**Selected extract**
When people hear the term “Emergency Room”, there may be a sweaty palmed flashback of sitting in a chalk full waiting room while your eyes graze back and forth through the other patients awaiting their fate. Or some may glimpse into the dramatic lives of Mc Dreamy and Meredith Grey as they steer through the trivial pursuits of the Emergency Room. These thoughts may be common, but it might be helpful to soothe some anxiety and misconceptions about the ER. Visiting the ER can be a very stressful situation for some, causing panic attacks, you can read about this and how to stop them in this article.
Below, I will outline ten helpful tips people in the Emergency Room would like for you to know in order to aid your process.
1. Don’t Stress If You’re Not Seen Right Away!
Instead, feel relieved because this means that there are people in more dire situations than you. This is not to say that your situation is not important to us, because it is, it just means that your specific Emergency Room may have patients with more threatening symptoms. We evaluate each patient carefully to ensure that we are using our time (and yours) efficiently. If you’re not seen right away, it usually means that the problems that you are having are not a matter of life or death.
2. Visit The ER Prepared To Wait
I know that when you’re in pain, waiting probably isn’t your first thought, but you will feel better once you have something to take your mind off of the pain. In this article, you can review the causes behind ER wait times and how one might deal with them. It is common for patients to wait for six to eight hours, so make sure that you are prepared for this. Speaking of hands, the hand-holding and evident support that comes with working in the ER is relentless. These are people whose work is to make sure others are alright, trust that you are in good hands.
3. Be Polite
This honestly makes the whole setting more enjoyable. In addition to showing appreciation for the people helping you, make sure you also understand that these people do in fact know what they are doing and have gone to great lengths in order to be in their position. In stressful situations, it is common to second guess what people say, but have trust in the people who want you to be as safe and healthy as possible. If you have difficulty understanding what a doctor or nurse is saying here is a list of first aid acronyms that may be helpful in a stressful ER situation.
4. Be Honest
The next tip may seem like common sense, but it can be common for people to fib about the events that caused their injury. Don’t do this! Realistically, those working with you have likely seen worse and even though a sex, drug, etc. related injury may seem difficult to talk about, in the end, it will be more than worth it.
5. Our Staff does not just consist of ER Doctors
It is very common to have social workers and psychologists be part of the Emergency Room community. This brings many people comfort as it evidently creates a protective feeling for those who have been through trauma, often creating a healthy outlet and feeling of sanctuary.
6. Remain Calm and Astute if Possible
Make sure you are comfortable with the decisions being made about your body. For example, if you have any specific views on whether or not you would like a breathing tube or CPR, make sure that it is heard! You won’t be judged as it is your personal medical decisions and it will probably make you happier, in the end, to get exactly what you wish. Being aware is evidently a large part of having a successful time in the Emergency Room.
7. Ask Questions!
Even if the hospital is on your insurance plan, some doctors may not practice on your same plan, which would mean that you would be paying extra. If you are uncomfortable with this make sure to follow up on the issue. Being organized continues to be helpful, especially when it comes to our next tip.

**Set of tasks**
1) From the Emergency Room tips, return the passage starting with "When people hear" and going on through "aid your process.".
2) Decide whether each statement agrees with the Emergency Room tips, answering yes or no and quoting the deciding words: (a) Patients commonly wait six to eight hours. (b) Social workers and psychologists are rarely part of the Emergency Room community. (c) Not being seen right away usually means a patient's problems are a matter of life or death.

**Source material**

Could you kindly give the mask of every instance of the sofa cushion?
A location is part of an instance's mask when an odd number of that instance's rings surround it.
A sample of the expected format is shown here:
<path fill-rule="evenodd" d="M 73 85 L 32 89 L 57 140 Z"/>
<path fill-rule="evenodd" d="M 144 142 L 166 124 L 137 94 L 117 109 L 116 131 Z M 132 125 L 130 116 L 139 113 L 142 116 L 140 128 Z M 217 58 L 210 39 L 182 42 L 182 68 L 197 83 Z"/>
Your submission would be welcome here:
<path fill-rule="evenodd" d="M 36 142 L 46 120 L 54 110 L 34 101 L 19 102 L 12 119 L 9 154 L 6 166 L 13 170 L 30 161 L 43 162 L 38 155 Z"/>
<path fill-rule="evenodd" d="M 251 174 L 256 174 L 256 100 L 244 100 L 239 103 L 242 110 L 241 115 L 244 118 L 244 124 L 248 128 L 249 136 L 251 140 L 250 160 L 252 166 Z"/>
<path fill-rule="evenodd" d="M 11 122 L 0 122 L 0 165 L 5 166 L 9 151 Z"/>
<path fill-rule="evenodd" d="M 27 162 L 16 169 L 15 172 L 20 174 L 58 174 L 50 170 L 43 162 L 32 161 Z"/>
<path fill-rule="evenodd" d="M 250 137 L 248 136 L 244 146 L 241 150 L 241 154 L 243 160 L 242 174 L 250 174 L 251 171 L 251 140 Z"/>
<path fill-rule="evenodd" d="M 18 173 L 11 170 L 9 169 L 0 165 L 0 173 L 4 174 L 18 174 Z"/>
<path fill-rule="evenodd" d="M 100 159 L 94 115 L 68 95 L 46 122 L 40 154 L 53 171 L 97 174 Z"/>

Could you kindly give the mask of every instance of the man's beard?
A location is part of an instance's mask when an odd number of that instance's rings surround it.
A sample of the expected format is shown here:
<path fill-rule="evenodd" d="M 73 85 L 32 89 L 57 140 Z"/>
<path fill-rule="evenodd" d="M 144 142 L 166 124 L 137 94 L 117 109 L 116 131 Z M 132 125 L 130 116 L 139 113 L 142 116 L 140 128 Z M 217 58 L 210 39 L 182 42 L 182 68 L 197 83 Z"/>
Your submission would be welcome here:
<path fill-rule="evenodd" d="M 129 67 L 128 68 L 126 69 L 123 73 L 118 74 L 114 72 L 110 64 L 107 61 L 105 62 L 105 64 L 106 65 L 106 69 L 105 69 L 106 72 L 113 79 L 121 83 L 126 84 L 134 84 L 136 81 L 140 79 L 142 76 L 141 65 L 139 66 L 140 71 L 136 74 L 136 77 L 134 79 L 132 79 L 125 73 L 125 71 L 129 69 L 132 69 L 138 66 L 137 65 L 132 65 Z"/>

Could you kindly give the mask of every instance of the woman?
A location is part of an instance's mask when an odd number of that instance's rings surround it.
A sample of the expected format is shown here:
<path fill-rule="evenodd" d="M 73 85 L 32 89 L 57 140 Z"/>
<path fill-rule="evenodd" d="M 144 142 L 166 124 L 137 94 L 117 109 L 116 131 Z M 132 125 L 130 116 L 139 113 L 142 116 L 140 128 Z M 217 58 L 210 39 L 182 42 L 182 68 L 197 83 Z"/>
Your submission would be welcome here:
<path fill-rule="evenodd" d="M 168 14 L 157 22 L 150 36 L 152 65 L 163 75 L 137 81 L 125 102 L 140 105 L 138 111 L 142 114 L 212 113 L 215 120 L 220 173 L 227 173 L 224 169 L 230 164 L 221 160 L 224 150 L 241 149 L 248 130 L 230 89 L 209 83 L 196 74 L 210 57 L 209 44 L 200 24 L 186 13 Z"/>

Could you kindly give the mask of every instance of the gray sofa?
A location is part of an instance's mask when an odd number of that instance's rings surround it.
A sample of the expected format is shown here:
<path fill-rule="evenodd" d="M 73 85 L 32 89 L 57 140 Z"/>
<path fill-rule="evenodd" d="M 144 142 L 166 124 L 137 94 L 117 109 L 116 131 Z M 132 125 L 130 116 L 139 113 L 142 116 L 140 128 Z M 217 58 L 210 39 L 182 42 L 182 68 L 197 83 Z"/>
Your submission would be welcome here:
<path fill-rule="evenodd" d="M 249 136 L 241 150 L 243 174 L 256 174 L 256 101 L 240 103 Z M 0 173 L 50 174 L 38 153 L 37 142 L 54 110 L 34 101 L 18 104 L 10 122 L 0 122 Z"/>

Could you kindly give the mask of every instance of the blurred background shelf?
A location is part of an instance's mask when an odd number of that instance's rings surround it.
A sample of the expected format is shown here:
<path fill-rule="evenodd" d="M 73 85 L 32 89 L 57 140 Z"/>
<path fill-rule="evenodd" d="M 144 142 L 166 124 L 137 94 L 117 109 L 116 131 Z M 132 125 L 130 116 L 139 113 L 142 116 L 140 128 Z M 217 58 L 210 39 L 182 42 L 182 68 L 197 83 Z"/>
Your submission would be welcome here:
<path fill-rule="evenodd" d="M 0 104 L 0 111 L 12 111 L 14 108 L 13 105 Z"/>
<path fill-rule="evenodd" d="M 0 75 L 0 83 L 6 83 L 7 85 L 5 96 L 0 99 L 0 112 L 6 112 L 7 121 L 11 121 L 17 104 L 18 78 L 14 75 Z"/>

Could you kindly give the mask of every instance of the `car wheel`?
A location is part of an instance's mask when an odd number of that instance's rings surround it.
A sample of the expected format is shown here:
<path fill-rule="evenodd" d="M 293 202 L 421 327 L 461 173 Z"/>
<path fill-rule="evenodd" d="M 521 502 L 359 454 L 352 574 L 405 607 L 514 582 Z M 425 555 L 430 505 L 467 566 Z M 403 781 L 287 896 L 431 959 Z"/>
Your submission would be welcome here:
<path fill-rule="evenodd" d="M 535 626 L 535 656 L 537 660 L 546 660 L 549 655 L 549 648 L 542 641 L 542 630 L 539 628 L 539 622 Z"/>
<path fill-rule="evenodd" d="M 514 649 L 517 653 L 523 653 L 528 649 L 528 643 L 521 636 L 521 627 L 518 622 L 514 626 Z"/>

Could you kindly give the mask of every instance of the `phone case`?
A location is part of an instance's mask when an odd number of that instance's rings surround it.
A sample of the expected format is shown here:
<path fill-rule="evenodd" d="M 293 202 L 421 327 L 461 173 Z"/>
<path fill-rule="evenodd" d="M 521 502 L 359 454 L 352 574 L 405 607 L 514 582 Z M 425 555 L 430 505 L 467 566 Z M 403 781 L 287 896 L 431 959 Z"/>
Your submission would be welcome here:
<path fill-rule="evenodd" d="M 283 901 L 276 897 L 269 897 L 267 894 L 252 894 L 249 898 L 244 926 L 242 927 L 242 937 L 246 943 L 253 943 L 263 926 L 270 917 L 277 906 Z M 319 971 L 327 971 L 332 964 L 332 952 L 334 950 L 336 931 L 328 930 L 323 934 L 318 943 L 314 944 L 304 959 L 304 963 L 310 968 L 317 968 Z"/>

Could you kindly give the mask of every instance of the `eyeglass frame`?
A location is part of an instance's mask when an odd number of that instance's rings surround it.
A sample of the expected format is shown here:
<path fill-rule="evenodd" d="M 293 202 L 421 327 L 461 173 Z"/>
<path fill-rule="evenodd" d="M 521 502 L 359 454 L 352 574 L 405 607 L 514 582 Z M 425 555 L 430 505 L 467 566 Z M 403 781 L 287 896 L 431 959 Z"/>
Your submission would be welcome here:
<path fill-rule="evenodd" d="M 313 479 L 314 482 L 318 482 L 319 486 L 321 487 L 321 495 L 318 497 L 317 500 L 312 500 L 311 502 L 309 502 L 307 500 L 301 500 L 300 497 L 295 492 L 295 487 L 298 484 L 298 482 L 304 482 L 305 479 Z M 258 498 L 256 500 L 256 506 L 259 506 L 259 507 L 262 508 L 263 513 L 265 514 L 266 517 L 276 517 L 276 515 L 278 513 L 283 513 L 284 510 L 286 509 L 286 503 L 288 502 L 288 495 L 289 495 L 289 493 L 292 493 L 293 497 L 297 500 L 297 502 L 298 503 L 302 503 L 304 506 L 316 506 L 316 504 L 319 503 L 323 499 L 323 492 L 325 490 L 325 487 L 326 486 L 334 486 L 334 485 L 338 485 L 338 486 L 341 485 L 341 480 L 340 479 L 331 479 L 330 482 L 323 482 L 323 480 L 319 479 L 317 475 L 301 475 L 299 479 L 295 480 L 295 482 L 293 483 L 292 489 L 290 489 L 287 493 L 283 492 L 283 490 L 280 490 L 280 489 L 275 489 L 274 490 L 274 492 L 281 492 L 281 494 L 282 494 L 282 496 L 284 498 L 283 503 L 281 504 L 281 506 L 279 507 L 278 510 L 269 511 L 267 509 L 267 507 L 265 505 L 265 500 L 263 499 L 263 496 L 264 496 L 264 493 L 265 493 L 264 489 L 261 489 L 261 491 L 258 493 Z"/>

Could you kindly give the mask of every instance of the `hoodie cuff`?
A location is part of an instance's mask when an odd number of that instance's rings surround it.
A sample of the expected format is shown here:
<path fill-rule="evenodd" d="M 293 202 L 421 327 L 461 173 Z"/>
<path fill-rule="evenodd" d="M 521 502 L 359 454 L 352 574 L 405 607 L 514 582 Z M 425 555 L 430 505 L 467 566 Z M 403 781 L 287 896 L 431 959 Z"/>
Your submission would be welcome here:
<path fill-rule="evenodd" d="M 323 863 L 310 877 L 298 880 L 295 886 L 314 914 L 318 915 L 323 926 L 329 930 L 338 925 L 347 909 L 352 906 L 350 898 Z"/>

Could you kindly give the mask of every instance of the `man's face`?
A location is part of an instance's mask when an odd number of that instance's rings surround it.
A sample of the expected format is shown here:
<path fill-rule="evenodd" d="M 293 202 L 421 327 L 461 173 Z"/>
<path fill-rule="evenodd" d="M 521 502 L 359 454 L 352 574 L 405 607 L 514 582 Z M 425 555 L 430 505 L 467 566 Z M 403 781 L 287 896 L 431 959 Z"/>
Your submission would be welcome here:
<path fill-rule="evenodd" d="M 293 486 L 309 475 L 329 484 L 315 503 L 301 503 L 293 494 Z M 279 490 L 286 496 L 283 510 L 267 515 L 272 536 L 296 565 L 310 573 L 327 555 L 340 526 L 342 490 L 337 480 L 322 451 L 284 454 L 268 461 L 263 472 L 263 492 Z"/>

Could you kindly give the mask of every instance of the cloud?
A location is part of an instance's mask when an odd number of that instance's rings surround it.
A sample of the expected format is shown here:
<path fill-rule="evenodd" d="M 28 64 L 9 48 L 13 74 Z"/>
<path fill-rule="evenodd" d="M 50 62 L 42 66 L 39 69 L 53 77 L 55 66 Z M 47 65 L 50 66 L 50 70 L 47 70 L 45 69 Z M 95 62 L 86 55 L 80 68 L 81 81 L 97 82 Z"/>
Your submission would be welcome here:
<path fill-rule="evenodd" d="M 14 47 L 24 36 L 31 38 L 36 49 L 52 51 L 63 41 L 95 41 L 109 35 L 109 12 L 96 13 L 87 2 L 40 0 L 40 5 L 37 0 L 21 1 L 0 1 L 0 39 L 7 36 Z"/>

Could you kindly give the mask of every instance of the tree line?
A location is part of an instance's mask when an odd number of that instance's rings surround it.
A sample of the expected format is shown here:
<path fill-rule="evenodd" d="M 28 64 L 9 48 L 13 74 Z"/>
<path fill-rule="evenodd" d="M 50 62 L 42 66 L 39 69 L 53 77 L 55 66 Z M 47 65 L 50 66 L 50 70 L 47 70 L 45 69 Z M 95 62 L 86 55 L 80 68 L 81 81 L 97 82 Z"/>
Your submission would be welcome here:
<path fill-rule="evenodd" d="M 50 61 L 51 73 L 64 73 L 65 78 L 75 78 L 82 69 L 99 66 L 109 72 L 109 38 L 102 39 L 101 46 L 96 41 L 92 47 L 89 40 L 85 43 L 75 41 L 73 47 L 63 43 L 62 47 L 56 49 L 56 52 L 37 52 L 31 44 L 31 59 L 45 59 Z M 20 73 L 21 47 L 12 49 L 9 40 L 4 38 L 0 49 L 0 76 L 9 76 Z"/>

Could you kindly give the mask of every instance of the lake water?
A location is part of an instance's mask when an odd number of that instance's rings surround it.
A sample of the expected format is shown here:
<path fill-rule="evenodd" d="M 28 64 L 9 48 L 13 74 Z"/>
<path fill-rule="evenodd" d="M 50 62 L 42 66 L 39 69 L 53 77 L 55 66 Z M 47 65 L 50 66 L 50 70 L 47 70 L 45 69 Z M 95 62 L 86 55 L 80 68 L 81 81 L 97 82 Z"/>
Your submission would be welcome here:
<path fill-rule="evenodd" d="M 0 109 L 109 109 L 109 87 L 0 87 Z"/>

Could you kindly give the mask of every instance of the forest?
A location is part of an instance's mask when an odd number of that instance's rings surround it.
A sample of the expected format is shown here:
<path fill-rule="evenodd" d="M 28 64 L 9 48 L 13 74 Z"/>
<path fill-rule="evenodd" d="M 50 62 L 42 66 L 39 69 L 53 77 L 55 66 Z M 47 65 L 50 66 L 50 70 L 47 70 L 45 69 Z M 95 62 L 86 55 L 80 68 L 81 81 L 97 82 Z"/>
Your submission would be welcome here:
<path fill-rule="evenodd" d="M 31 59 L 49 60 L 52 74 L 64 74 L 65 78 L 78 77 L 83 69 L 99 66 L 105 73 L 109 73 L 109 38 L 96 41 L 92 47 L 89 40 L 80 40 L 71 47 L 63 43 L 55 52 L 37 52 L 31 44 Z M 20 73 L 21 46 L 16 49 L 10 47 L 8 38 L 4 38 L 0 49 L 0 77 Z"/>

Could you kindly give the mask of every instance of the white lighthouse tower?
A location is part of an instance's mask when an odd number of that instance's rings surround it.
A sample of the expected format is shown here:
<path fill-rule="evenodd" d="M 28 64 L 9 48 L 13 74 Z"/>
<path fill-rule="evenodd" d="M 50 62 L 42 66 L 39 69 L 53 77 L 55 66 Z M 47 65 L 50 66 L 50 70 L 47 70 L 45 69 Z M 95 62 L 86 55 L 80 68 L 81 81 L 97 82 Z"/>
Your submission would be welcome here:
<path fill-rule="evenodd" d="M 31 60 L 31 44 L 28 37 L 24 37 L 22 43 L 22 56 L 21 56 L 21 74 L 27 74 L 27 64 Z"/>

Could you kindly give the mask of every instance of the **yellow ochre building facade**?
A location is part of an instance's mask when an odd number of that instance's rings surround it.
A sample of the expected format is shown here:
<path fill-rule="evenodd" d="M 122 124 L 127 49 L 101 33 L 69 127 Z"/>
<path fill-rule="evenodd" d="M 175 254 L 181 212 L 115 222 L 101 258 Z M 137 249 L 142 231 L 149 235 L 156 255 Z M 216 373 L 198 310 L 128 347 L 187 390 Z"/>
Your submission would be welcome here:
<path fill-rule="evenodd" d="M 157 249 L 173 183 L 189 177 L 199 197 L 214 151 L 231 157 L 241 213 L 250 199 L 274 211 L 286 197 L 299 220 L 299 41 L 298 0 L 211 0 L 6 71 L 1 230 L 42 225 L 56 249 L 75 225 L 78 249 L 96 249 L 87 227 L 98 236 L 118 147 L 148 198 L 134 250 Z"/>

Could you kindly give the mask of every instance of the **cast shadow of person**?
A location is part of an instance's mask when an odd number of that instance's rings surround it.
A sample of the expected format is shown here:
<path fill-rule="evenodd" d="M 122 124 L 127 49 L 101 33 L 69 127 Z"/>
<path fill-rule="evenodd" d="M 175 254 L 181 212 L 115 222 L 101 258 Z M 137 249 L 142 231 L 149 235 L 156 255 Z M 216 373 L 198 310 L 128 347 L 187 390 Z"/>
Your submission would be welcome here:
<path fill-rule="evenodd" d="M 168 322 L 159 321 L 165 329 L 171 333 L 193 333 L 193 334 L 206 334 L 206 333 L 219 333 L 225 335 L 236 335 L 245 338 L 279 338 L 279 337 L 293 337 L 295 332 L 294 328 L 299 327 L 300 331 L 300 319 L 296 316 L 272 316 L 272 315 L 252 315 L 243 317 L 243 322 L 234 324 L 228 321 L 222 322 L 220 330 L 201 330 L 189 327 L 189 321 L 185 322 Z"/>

**Responses to the tasks**
1)
When people hear the term “Emergency Room”, there may be a sweaty palmed flashback of sitting in a chalk full waiting room while your eyes graze back and forth through the other patients awaiting their fate. Or some may glimpse into the dramatic lives of Mc Dreamy and Meredith Grey as they steer through the trivial pursuits of the Emergency Room. These thoughts may be common, but it might be helpful to soothe some anxiety and misconceptions about the ER. Visiting the ER can be a very stressful situation for some, causing panic attacks, you can read about this and how to stop them in this article.
Below, I will outline ten helpful tips people in the Emergency Room would like for you to know in order to aid your process.

2)
(a) Yes: "It is common for patients to wait for six to eight hours"
(b) No: "It is very common to have social workers and psychologists be part of the Emergency Room community."
(c) No: "it usually means that the problems that you are having are not a matter of life or death."